§ **Extract provided**:
* * * * *

House of Commons, UK Parliament |
It is asking questions about how well they have worked and what that might tell us about the sort of goals the world should commit to after the MDGs expire in 2015.
Pencils are being sharpened by lobbyists as we speak.
The Committee is a powerful one in the UK, and has recently been made even more powerful by the British Government, who ensured that a new body called the Independent Commission on Aid Impact (ICAI) reports to it. The Government is required by law to respond to every recommendation the Committee makes, giving its reasons, which makes it a strong part of the checks and balances of the system.
Several members of the Committee have told me that this Inquiry was timed to coincide with the setting up of the High Level Panel announced by Ban Ki-Moon recently, which will be joint chaired by British Prime Minister David Cameron and his counterparts from Liberia and Indonesia. Put that together with the leading role among donors that the British Department for International Development (DFID) occupies and you begin to see that this Inquiry may well end up being very influential indeed, way beyond the borders of the UK.
So it's important. That much we can all agree on. But what should we tell them about how well or otherwise the MDGs have done? That much, I suspect, we can't.
The MPs, in the questions they are asking for people's views on, are basically asking whether the system of MDGs works or not. In other words should we have another set of globally agreed targets that everyone has to follow by a deadline. Or, if they haven't worked, is there another way?
Surely the answer is that despite some remarkable strides forward in health and primary education, they have not worked, certainly not in the way and to the extent they were intended to. And that this is because a set of quantitative targets that you measure by counting things works when you are building hospitals, roads or schools but it does not work when you are trying to promote rights, political inclusion and an economy in which everyone has the opportunity to participate. That is why in those areas where rights, political inclusion and equity are in short supply or non-existent, the least progress has been made. The World Bank has found that no conflict affected country has met a single MDG, nor will they. Bad luck for the 1.5 billion people who live in them.
The problem is that civil society in the UK and apparently across the rest of the "Northern" world as well, has a schizophrenic approach to that conundrum. The dominant message coming out of NGOs in the UK at the moment is aimed at pressurising the UK Government to enshrine a committment to give a minimum of 0.7% GDP in overseas development assistance. Being polite this is not the most astute politics at a time when the UK has just entered a double dip recession and people are losing their jobs.
There is an argument to be had about whether you should really measure your effectiveness when it comes to aid against what you put in rather than what it actually delivers, but also consider for a moment what that advocacy message implies to the outside world: that the main priority of civil society is a measure that centres on GDP - precisely the approach which led to the definition of a set of economist-designed goals that address the things you can count and touch but ignore the things you can't - but which, in the long term, are essential to genuinely turning things around.

* * * * *

§ **Supplied records**:
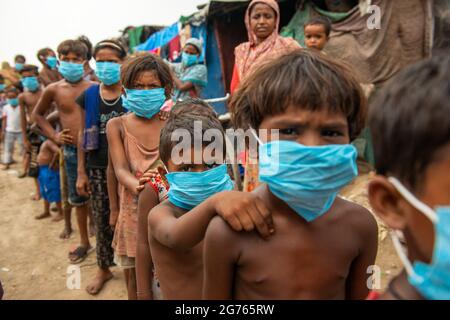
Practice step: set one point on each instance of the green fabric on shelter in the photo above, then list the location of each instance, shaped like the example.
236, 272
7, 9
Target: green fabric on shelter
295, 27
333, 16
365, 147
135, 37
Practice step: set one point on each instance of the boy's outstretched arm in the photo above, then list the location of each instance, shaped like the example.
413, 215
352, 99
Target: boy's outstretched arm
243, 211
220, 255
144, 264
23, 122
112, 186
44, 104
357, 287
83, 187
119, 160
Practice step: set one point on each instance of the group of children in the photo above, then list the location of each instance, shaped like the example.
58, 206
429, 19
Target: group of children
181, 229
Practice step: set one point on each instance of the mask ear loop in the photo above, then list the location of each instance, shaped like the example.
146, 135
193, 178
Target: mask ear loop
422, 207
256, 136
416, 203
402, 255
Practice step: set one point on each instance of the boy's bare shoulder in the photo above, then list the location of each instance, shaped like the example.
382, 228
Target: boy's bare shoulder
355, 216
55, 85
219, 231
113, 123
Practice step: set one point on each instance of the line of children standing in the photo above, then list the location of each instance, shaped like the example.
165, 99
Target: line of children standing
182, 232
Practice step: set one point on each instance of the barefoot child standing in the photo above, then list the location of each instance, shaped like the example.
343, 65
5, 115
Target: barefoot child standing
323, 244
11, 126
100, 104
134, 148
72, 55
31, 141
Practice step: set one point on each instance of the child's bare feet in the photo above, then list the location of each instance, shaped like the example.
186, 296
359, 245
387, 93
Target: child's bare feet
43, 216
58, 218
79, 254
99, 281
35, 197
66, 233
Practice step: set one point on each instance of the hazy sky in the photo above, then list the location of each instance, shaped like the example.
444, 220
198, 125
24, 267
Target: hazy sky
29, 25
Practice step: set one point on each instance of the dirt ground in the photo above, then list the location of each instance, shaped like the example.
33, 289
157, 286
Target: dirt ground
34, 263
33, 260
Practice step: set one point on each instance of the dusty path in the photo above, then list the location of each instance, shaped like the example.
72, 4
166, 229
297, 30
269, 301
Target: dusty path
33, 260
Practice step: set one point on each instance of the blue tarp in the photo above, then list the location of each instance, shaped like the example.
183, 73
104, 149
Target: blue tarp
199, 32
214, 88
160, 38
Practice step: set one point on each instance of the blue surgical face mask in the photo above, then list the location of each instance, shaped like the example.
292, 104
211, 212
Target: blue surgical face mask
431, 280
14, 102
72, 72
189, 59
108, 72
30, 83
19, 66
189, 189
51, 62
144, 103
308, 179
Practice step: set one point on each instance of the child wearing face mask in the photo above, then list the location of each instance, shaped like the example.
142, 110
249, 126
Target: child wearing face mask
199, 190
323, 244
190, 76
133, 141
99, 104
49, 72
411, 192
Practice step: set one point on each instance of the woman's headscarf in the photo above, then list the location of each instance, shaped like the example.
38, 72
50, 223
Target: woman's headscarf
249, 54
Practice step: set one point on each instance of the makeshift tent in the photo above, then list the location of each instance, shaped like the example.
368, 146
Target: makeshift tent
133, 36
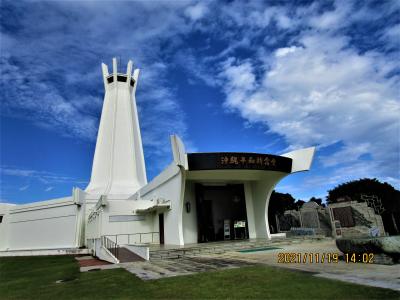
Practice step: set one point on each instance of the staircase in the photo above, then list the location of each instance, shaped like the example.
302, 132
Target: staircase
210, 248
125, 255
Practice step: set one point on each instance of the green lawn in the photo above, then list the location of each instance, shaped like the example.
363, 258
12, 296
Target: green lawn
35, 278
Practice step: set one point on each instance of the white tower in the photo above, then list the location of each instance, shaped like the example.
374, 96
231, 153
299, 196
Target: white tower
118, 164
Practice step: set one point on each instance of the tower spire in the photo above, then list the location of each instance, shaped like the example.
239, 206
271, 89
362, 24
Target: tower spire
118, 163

* * * * *

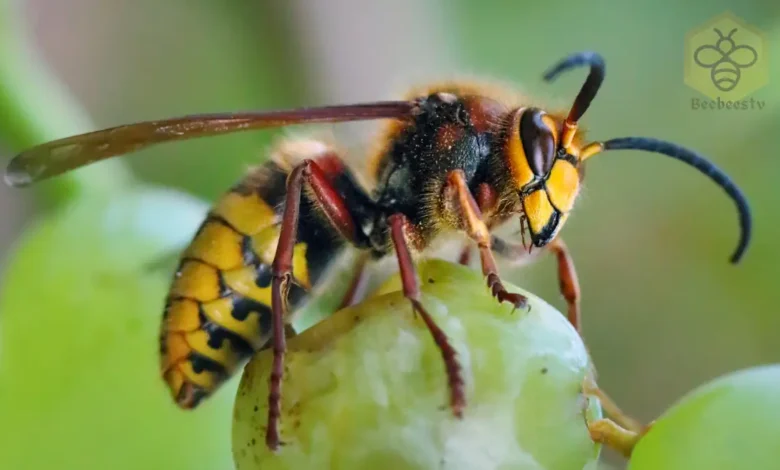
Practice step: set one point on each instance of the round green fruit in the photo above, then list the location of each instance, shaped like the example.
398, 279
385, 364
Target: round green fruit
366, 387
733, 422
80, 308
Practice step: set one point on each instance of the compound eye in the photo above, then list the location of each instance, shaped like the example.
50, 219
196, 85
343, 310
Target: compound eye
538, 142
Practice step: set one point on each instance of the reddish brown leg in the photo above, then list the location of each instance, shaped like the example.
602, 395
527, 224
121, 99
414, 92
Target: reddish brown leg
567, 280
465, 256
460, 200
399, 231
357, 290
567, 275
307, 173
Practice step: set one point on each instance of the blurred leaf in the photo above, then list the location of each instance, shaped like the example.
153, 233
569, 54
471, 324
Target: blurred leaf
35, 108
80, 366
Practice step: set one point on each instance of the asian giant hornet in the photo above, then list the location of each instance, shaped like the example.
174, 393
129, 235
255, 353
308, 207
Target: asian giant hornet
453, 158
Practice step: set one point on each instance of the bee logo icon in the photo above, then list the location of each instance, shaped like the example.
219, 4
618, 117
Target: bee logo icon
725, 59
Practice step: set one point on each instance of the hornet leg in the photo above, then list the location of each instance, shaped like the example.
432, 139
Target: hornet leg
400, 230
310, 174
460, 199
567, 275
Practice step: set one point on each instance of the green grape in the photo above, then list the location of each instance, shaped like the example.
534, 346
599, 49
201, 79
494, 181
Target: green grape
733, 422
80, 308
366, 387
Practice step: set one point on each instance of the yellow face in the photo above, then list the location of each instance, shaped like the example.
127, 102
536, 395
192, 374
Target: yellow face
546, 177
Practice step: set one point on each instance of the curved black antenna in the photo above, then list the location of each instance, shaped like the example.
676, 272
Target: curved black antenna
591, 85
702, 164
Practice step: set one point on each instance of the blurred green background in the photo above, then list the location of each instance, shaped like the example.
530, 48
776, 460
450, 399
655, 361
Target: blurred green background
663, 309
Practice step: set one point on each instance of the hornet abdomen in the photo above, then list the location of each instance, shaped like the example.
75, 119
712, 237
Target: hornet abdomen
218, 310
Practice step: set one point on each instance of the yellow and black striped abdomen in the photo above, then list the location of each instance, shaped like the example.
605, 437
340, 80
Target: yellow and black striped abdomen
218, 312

* * * * *

§ **Problems and tasks**:
1. In the text on the Commons inquiry into the MDGs, what has the World Bank found about conflict-affected countries?
2. From the text on the Commons inquiry into the MDGs, output the passage starting with "There is an" and going on through "turning things around.".
3. Shorten the paragraph in the text on the Commons inquiry into the MDGs that begins "The Committee is a powerful one", keeping its main facts.

§ **Solutions for each task**:
1. No conflict-affected country has met a single MDG, and none will.

2.
There is an argument to be had about whether you should really measure your effectiveness when it comes to aid against what you put in rather than what it actually delivers, but also consider for a moment what that advocacy message implies to the outside world: that the main priority of civil society is a measure that centres on GDP - precisely the approach which led to the definition of a set of economist-designed goals that address the things you can count and touch but ignore the things you can't - but which, in the long term, are essential to genuinely turning things around.

3. The Committee is powerful in the UK. The British Government has recently made it more so by having the new Independent Commission on Aid Impact (ICAI) report to it. By law, the Government must respond to every recommendation the Committee makes and give its reasons. This makes the Committee a strong part of the system's checks and balances.